WHAT YOU HAVE TO DO
Copy out the lines of the material below, starting at the line containing "Task: indicate the black" and ending at the line containing "Task: indicate the white dress", with both of those lines included.

Excerpts from point annotation data

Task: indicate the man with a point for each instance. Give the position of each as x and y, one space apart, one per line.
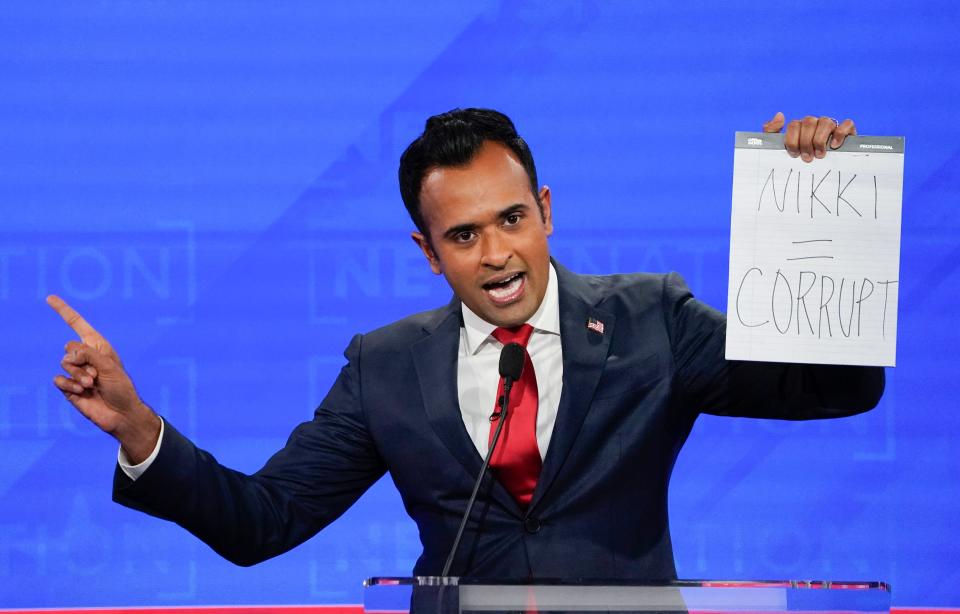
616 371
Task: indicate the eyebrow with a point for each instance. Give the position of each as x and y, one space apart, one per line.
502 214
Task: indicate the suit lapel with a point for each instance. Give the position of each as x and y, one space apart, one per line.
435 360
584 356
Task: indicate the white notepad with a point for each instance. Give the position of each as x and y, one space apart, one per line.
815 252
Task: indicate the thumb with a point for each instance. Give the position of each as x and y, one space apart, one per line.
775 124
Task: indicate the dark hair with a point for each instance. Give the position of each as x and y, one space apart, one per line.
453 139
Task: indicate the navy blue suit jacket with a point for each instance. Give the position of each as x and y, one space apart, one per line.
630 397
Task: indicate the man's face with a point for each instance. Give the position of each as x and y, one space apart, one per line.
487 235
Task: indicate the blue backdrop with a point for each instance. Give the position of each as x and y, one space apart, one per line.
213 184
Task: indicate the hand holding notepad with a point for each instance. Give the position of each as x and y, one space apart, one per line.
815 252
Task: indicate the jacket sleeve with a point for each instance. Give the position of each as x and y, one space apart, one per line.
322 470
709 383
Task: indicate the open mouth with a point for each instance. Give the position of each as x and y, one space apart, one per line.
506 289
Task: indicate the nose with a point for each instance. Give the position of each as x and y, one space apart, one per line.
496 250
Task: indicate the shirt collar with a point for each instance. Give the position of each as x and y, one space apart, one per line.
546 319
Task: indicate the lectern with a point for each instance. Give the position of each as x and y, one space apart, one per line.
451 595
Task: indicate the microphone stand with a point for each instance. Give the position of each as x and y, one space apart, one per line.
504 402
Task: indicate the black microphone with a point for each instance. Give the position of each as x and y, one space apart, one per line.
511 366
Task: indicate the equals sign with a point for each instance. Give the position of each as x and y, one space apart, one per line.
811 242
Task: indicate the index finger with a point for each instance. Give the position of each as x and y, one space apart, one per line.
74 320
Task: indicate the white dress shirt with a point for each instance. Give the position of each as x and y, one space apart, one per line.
* * *
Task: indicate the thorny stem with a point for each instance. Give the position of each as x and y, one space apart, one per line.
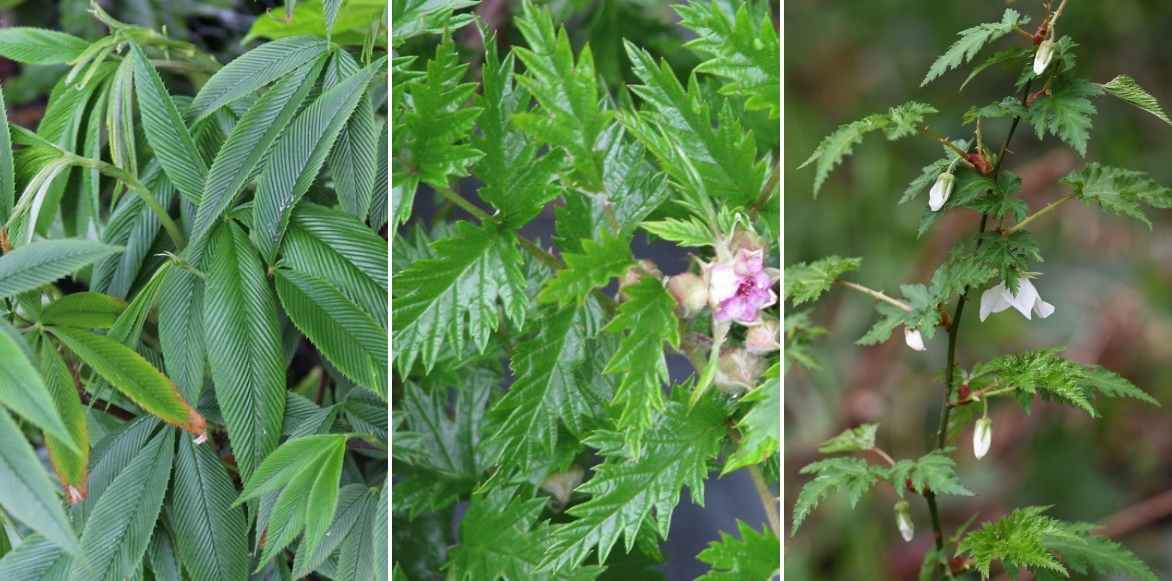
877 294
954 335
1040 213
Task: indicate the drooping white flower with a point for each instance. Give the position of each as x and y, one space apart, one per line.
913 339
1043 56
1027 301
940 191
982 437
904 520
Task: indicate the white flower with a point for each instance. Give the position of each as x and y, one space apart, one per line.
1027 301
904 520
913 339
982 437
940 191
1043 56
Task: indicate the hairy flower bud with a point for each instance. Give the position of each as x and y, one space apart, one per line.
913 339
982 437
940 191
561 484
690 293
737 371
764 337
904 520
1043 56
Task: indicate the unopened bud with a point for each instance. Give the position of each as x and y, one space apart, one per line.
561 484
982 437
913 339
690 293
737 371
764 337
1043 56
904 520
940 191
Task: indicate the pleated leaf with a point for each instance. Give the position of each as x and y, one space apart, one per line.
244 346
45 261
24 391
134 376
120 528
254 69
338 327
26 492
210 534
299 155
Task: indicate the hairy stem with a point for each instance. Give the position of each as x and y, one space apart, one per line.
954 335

RESPONSE
Task: indicate the black microphone with a point for each instance. Give the position of each as x and y, one space apart, one per line.
511 366
Task: indicate the equals sign with a point for each instance. Give the position of each as x and y, one space apart, one per line.
811 242
Task: indicate the index finger with a point for each instance. Give the position of each as x and y, one space apart, one per line.
74 320
Task: indicate the white dress shirt with a point for each instance. Give the position of each as x and y, one space apart, one per line.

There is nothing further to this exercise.